[Source excerpt]
##########

Studio album by Chris Thomas King
- Released: 1998
- Genre: Blues
- Length: 53:54
- Label: Black Top
- Producers: Hammond Scott; Chris Thomas King;

Chris Thomas King chronology
| Chris Thomas King (1997) | Red Mud (1998) | Me, My Guitar and the Blues (2000) |

= Red Mud (album) =

Red Mud is an album by the American musician Chris Thomas King, released in 1998. King supported the album with a North American tour. Red Mud was nominated for a W. C. Handy Award for "Acoustic Blues Album of the Year". King promoted the album on NPR, where he was heard by the casting director of O Brother, Where Art Thou?

==Production==
King decided to make an acoustic blues album after his former label, Scotti Bros., was sold. His father, Tabby Thomas, sang on the cover of his song "Hoodoo Party" and duetted with King on "Bus Station Blues". "Rambling on My Mind" and "Come On in My Kitchen" are versions of the Robert Johnson songs. "Death Letter Blues" was written by Son House. King played a dobro or resonator guitar on many of the tracks and used sampled strings on a few. "Wanna Die with a Smile on My Face" is a rerecording of an earlier King song. The title track is about a man contemplating marriage to a twice-married woman. King employed hip hop vocalizing on "Alive".

==Critical reception==

The Pittsburgh Post-Gazette wrote that "fans of traditional blues should appreciate King's talents in interpreting the music, and his innovative efforts to stretch its limits." The Age praised the "compelling, resonant vocals and intricate guitar work." The Record said that "King tackles straight-ahead acoustic blues with power and vision." The Washington Post opined that "his latest style has seemed more a coat he's just trying on than a jacket he's lived in long enough to wear comfortably." The Philadelphia Inquirer stated that "King brings a quiet authority to this style of music."

##########

[Given material]
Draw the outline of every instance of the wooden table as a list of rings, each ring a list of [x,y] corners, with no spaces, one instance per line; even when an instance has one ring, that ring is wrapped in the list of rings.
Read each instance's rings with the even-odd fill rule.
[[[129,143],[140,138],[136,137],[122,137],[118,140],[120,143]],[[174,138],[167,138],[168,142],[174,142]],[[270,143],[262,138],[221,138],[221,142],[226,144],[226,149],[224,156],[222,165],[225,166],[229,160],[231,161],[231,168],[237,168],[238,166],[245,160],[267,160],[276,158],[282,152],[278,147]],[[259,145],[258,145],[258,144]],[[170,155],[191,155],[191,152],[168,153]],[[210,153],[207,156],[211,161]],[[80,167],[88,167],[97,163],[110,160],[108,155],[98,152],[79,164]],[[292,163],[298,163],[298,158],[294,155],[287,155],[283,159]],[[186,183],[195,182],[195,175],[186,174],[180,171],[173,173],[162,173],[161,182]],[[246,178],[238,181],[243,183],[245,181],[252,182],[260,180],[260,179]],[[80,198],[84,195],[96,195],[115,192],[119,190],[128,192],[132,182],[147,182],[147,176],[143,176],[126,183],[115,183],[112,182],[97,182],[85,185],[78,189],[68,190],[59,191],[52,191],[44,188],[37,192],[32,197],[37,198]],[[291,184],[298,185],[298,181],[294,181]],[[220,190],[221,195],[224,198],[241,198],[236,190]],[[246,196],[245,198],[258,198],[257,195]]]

##########

[Tasks to complete]
a. According to the Red Mud article, how did the casting director of O Brother, Where Art Thou? come to hear Chris Thomas King? Answer in one to three sentences.
b. Translate this sentence from the Red Mud article into Spanish: "The title track is about a man contemplating marriage to a twice-married woman."
c. Reproduce word for word the section of the Red Mud article that opens with the words containing "Studio album by" and closes with "Where Art Thou?".

[Worked solutions]
a. The casting director heard King because King went on NPR to promote Red Mud.

b. La canción que da título al álbum trata de un hombre que contempla casarse con una mujer que ha estado casada dos veces.

c.
Studio album by Chris Thomas King
- Released: 1998
- Genre: Blues
- Length: 53:54
- Label: Black Top
- Producers: Hammond Scott; Chris Thomas King;

Chris Thomas King chronology
| Chris Thomas King (1997) | Red Mud (1998) | Me, My Guitar and the Blues (2000) |

= Red Mud (album) =

Red Mud is an album by the American musician Chris Thomas King, released in 1998. King supported the album with a North American tour. Red Mud was nominated for a W. C. Handy Award for "Acoustic Blues Album of the Year". King promoted the album on NPR, where he was heard by the casting director of O Brother, Where Art Thou?